About this exercise
Translate this sentence from the abstract into Spanish: "The gene expression was found to be sensitive to MeJA and light."

Exercise text
Segment Open

Mining and functional characterization of a flavonoid glucosyltransferase (OtUGT) involved in 7-O-glucosylation of apigenin in Ocimum tenuiflorum

Abstract

The genome data of Ocimum tenuiflorum (CIM-Ayu) were utilized for mining novel flavonoid biosynthesis-related gene(s). The search using the unannotated gene sequences yielded an uncharacterized flavonoid glucosyltransferase gene (OtUGT), which was selected for characterization. Its bioinformatics-based analysis predicted it to be an OtUGT. qRT-PCR analysis of this OtUGT indicated its highest expression in O. tenuiflorum in comparison to other Ocimum species. In O. tenuiflorum, its expression was highest in the leaf tissue compared to the trichome, stem, flower, and root. The gene expression was found to be sensitive to MeJA and light. Heterologous expression of the OtUGT protein was induced in BL21(DE3) strain of Escherichia coli. The purified recombinant protein was used for assay with different flavonoid and sugar donor substrates, whereby it showed activity only with apigenin and UDP-α-d-glucose. The product formed was apigenin 7-O-glucoside (apigetrin), which was confirmed through TLC, HPLC, LC-QTOF mass spectrometry, and NMR analyses. Transient overexpression and VIGS of OtUGT in O. tenuiflorum were appropriately reflected in terms of alterations in apigetrin levels in the plant. Apigetrin content increased by up to 2.5-fold in transgenic Nicotiana tabacum lines generated by transformation with Agrobacterium tumefaciens carrying the pBI121-OtUGT construct. Hairy roots generated from leaf explants of O. tenuiflorum through transformation with A. rhizogenes carrying the pBI121-OtUGT construct were not found to be advantageous in terms of apigetrin content. Since apigetrin possesses high medicinal value, elucidation of its biosynthesis in O. tenuiflorum will enable its economical production through optimization in the plant or heterologous systems in the future.

Segment Closed

Dataset excerpt

Segment Open

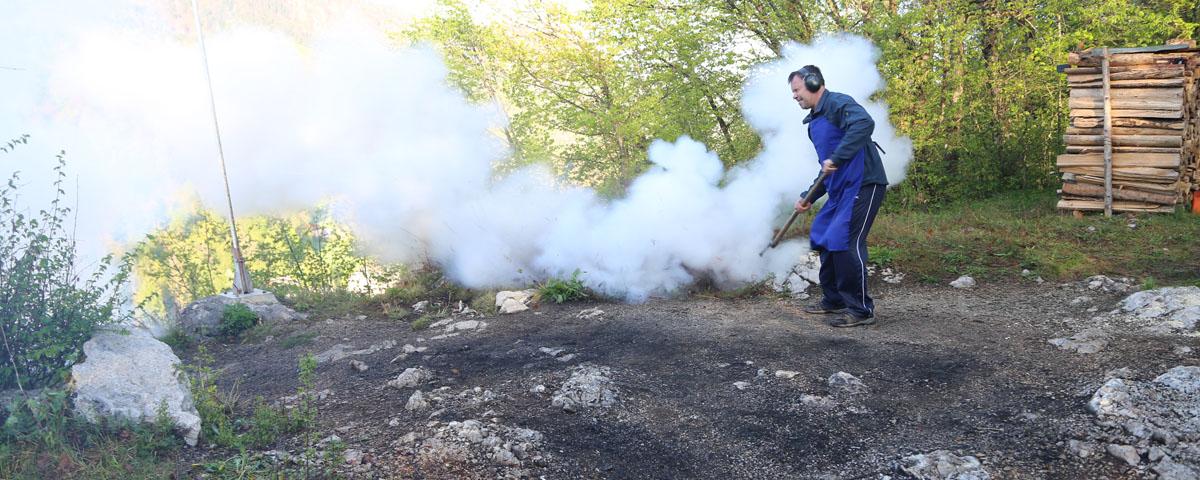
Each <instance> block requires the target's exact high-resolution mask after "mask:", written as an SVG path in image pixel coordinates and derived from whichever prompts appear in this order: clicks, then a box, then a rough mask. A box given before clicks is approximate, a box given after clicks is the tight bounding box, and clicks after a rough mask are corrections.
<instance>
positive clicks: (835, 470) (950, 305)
mask: <svg viewBox="0 0 1200 480" xmlns="http://www.w3.org/2000/svg"><path fill="white" fill-rule="evenodd" d="M876 292H877V304H878V316H880V319H881V323H880V324H877V325H875V326H870V328H859V329H848V330H844V329H834V328H830V326H827V325H824V324H823V322H822V320H823V318H822V317H820V316H811V314H805V313H803V312H800V310H799V307H800V306H802V304H800V302H799V301H793V300H776V299H752V300H718V299H706V298H690V299H679V300H656V301H652V302H648V304H643V305H619V304H588V305H581V304H572V305H568V306H553V305H550V306H542V307H540V308H538V310H536V311H529V312H523V313H517V314H512V316H500V317H488V318H481V320H484V322H486V323H487V325H486V328H484V329H481V330H478V331H464V332H462V334H461V335H458V336H454V337H449V338H440V340H433V338H432V337H433V336H436V335H438V334H440V332H442V331H440V329H437V330H426V331H420V332H414V331H410V329H409V328H408V324H406V323H397V322H392V320H383V319H371V318H367V319H361V320H355V319H336V320H328V322H326V320H323V319H318V320H316V322H313V323H312V324H310V325H294V326H293V329H296V331H301V329H304V330H306V331H316V332H318V336H317V337H316V341H314V342H313V343H312V344H310V346H304V347H294V348H290V349H282V348H281V346H280V338H282V337H284V336H286V335H283V334H282V332H281V335H280V336H277V337H276V338H275V340H272V341H268V342H264V343H260V344H238V346H217V347H216V348H215V349H214V353H215V356H216V359H217V366H218V367H222V368H223V370H224V383H226V384H224V386H230V385H232V384H233V382H238V383H239V385H240V386H239V389H240V390H241V396H242V397H253V396H256V395H263V396H264V397H266V398H269V400H271V398H278V397H282V396H284V395H288V394H290V392H293V391H294V389H295V384H296V379H295V359H296V356H298V355H299V354H301V353H302V352H305V350H308V352H313V353H320V352H325V350H328V349H329V348H330V347H332V346H334V344H338V343H343V344H350V346H353V347H355V348H366V347H368V346H371V344H380V343H382V342H384V341H388V340H390V341H395V342H396V343H397V344H396V347H394V348H389V349H383V350H379V352H377V353H373V354H366V355H356V356H350V358H346V359H342V360H337V361H331V362H325V364H322V365H320V367H319V368H318V378H319V379H318V389H329V390H330V391H331V392H332V395H331V396H329V397H328V398H325V400H324V401H322V402H320V403H319V408H320V412H322V415H320V424H322V431H323V432H330V433H331V432H337V434H338V436H340V437H341V438H343V439H344V440H346V443H347V444H348V446H349V448H352V449H356V450H361V451H364V452H365V456H364V458H365V460H364V463H366V464H368V466H358V467H355V468H353V469H350V470H348V475H350V476H354V478H497V476H504V475H508V476H532V478H539V476H545V478H550V479H568V478H570V479H575V478H604V479H610V478H611V479H622V478H658V479H664V478H701V479H762V478H836V479H848V478H870V479H875V478H882V475H893V476H895V474H896V473H895V470H894V468H895V464H896V462H898V461H899V460H900V458H901V457H904V456H906V455H911V454H919V452H929V451H932V450H938V449H947V450H952V451H955V452H958V454H960V455H973V456H977V457H978V458H979V460H980V461H982V462H983V466H984V468H985V469H986V470H988V472H989V473H991V475H992V478H1002V479H1044V478H1054V479H1080V478H1144V476H1146V475H1147V474H1146V473H1144V472H1139V470H1136V469H1130V468H1129V467H1126V466H1123V464H1121V463H1118V462H1117V461H1115V460H1112V458H1109V457H1103V456H1102V457H1092V458H1088V460H1082V458H1079V457H1078V456H1075V455H1073V454H1070V452H1069V451H1068V449H1067V448H1066V444H1067V442H1068V440H1069V439H1070V438H1072V434H1070V432H1073V431H1076V430H1078V428H1079V426H1080V425H1086V424H1087V422H1091V421H1092V418H1091V415H1090V414H1088V413H1087V410H1086V408H1085V406H1086V403H1087V401H1088V398H1090V397H1091V395H1092V392H1094V391H1096V389H1097V388H1098V386H1099V385H1100V384H1102V383H1103V380H1104V374H1105V372H1106V371H1110V370H1112V368H1120V367H1129V368H1132V370H1133V371H1134V372H1135V376H1136V377H1138V378H1153V377H1154V376H1157V374H1158V373H1162V372H1163V371H1164V370H1166V368H1170V367H1172V366H1176V365H1196V364H1198V359H1196V358H1195V356H1194V354H1189V355H1193V356H1181V355H1180V354H1177V353H1175V352H1174V348H1175V347H1177V346H1190V347H1192V348H1193V352H1195V350H1200V341H1198V338H1196V337H1178V336H1175V337H1153V336H1144V335H1127V336H1118V337H1115V338H1114V340H1112V341H1111V343H1110V344H1109V346H1108V347H1106V348H1105V349H1104V350H1102V352H1099V353H1097V354H1092V355H1082V354H1075V353H1068V352H1061V350H1058V349H1057V348H1055V347H1054V346H1051V344H1049V343H1048V342H1046V341H1048V340H1049V338H1052V337H1056V336H1063V335H1070V334H1074V332H1075V331H1078V330H1080V326H1079V325H1078V324H1076V323H1078V322H1079V320H1081V319H1085V318H1090V316H1091V313H1088V312H1086V308H1088V307H1091V306H1098V307H1099V310H1100V311H1106V310H1111V308H1112V306H1114V305H1115V304H1116V301H1117V300H1118V299H1120V296H1117V295H1105V294H1097V293H1094V292H1087V293H1086V294H1087V295H1088V296H1092V298H1093V299H1094V301H1092V302H1085V304H1081V305H1074V306H1073V305H1070V302H1072V300H1073V299H1075V298H1078V296H1080V295H1082V294H1084V293H1081V292H1080V290H1079V289H1075V288H1061V287H1057V286H1038V284H1033V283H1032V282H1030V283H1022V284H1003V286H997V284H985V286H982V287H979V288H977V289H974V290H958V289H952V288H943V287H930V286H917V284H912V286H900V287H894V286H880V287H878V288H877V289H876ZM587 307H600V308H602V310H604V311H605V314H604V316H601V317H599V318H593V319H580V318H576V314H577V313H578V312H580V311H581V310H583V308H587ZM406 343H407V344H413V346H416V347H428V349H427V350H425V352H422V353H414V354H412V355H409V356H408V358H407V359H403V360H397V361H396V362H391V360H392V359H394V358H396V356H397V355H398V354H400V353H401V346H403V344H406ZM542 347H547V348H562V349H563V352H560V353H557V355H552V354H547V353H545V352H541V350H540V348H542ZM570 354H574V355H575V356H574V358H569V360H566V361H563V359H564V356H565V355H570ZM350 360H360V361H362V362H366V364H367V365H368V366H370V370H367V371H365V372H358V371H354V370H352V368H350V367H349V366H348V364H349V361H350ZM581 364H588V365H595V366H602V367H607V368H608V377H610V378H611V379H612V383H613V384H612V385H613V386H614V388H616V390H617V392H618V402H617V404H616V406H612V407H607V408H582V409H580V410H578V412H576V413H565V412H564V410H563V409H562V408H557V407H552V406H551V402H552V400H551V398H552V395H553V392H554V391H556V390H557V389H558V388H559V386H560V385H562V384H563V383H564V382H565V380H566V379H568V377H570V374H571V372H572V370H571V368H574V367H575V366H577V365H581ZM418 366H419V367H422V368H426V370H427V371H430V372H431V373H432V374H433V378H432V379H430V380H426V382H424V383H422V384H420V385H418V388H419V389H420V390H422V391H424V394H425V395H426V397H427V398H430V402H431V404H430V407H428V408H426V409H421V410H416V412H410V410H407V409H406V402H407V401H408V400H409V396H410V395H412V392H413V391H414V390H415V389H414V388H406V389H395V388H390V386H386V383H388V382H389V380H391V379H394V378H396V377H397V374H400V373H401V372H402V371H404V370H406V368H408V367H418ZM760 370H763V374H761V376H760ZM776 371H793V372H798V374H797V376H796V377H794V378H782V377H778V376H776V374H775V372H776ZM836 372H846V373H850V374H852V376H854V377H857V378H859V379H860V380H862V383H863V384H864V385H865V391H863V392H857V394H854V392H841V391H840V390H838V389H834V388H832V386H830V385H829V384H828V383H827V379H828V378H829V377H830V376H833V374H834V373H836ZM736 382H745V383H746V384H745V385H742V386H744V389H738V388H737V386H734V383H736ZM536 385H544V386H545V388H546V390H545V391H541V392H538V391H532V389H534V388H535V386H536ZM475 388H479V391H476V390H475ZM438 389H440V390H438ZM806 395H808V397H805V396H806ZM464 420H479V421H480V422H481V424H482V425H484V426H485V427H491V428H492V430H491V431H493V432H499V431H500V430H503V428H529V430H533V431H536V432H540V433H541V437H540V442H535V443H533V444H532V445H528V446H532V449H530V450H532V451H528V452H524V455H523V457H524V458H520V460H517V462H510V463H514V464H511V466H505V464H503V463H504V462H500V461H493V460H490V458H488V457H487V454H486V451H484V454H479V452H473V451H468V452H466V454H463V452H461V451H458V452H457V454H456V452H454V451H451V452H450V455H442V456H438V455H440V454H443V452H436V454H438V455H433V456H431V450H430V448H428V446H427V443H426V446H420V445H421V444H422V443H421V442H422V440H421V439H422V438H432V437H437V436H438V432H443V434H444V433H445V431H446V428H448V426H449V427H450V428H451V432H454V431H452V428H454V427H455V426H456V425H457V427H462V424H451V422H462V421H464ZM338 427H341V430H337V428H338ZM410 432H414V433H413V434H410ZM510 433H511V432H510ZM486 434H487V433H486V432H485V436H486ZM496 434H497V436H498V437H499V440H502V442H508V437H505V434H502V433H496ZM406 436H408V437H407V438H406ZM414 438H415V442H414ZM439 438H442V437H439ZM445 438H450V437H445ZM445 438H444V439H445ZM448 442H449V440H448ZM516 442H517V440H512V444H516ZM449 444H450V443H448V445H449ZM472 448H473V446H469V445H468V450H469V449H472ZM451 450H452V449H451ZM348 468H349V467H348Z"/></svg>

Segment Closed

Written response
Se encontró que la expresión del gen era sensible al MeJA y a la luz.